_WHAT YOU ARE ASKED TO DO_: Please pick out every line of the records below that contains the string "outline" and copy each one in full. Case counts.

_INPUT_:

===============

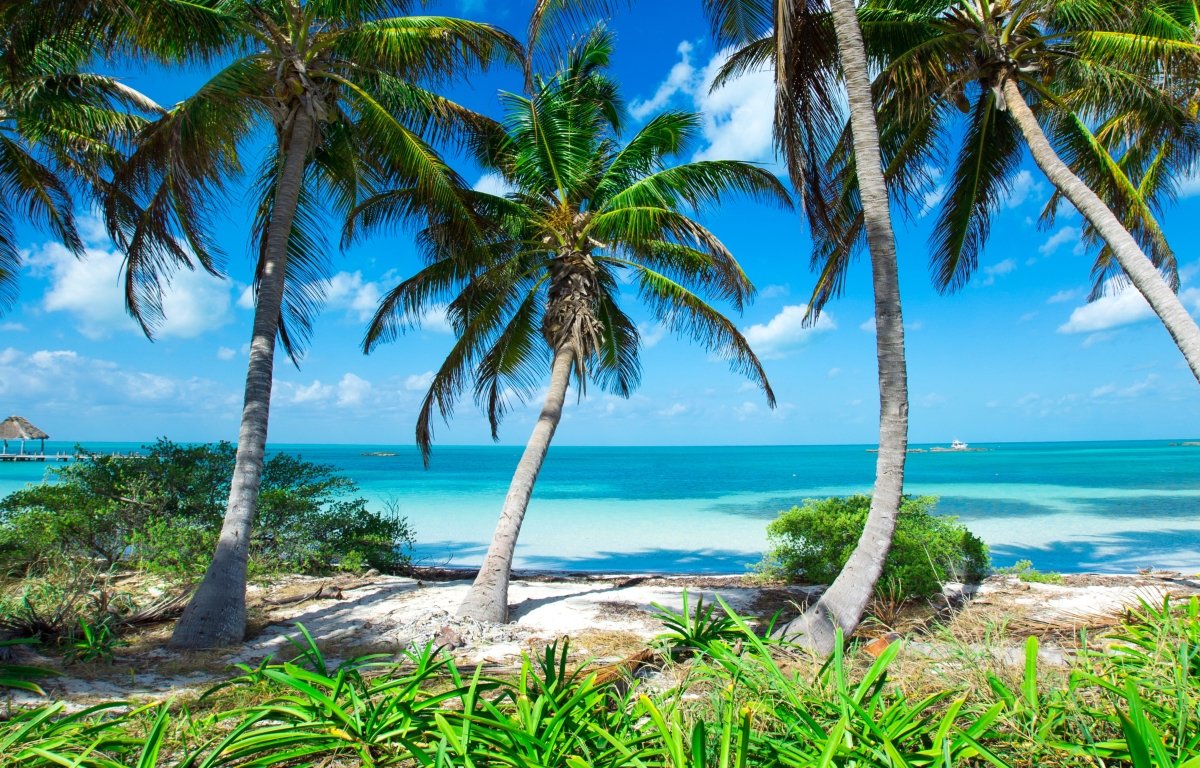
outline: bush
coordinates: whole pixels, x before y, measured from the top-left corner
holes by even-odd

===============

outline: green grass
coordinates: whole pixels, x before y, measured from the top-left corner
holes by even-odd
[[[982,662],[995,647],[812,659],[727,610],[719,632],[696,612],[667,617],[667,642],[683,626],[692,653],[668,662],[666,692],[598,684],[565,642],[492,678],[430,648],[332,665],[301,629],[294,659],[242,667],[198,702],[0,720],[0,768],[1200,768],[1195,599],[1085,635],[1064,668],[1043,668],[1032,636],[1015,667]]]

===============

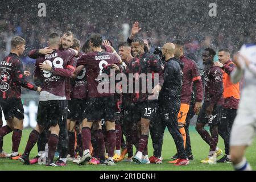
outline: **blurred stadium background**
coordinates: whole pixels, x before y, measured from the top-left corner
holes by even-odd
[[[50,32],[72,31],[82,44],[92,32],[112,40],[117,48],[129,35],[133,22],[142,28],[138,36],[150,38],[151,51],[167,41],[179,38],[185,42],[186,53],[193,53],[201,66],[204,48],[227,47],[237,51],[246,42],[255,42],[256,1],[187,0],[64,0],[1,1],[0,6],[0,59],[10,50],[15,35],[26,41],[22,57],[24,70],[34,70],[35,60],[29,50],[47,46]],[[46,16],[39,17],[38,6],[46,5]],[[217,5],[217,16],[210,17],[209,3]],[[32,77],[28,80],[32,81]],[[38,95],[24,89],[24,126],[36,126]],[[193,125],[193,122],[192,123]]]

===============

_EXERCISE SOLUTION_:
outline: bush
outline: green grass
outline: **blurred stadium background**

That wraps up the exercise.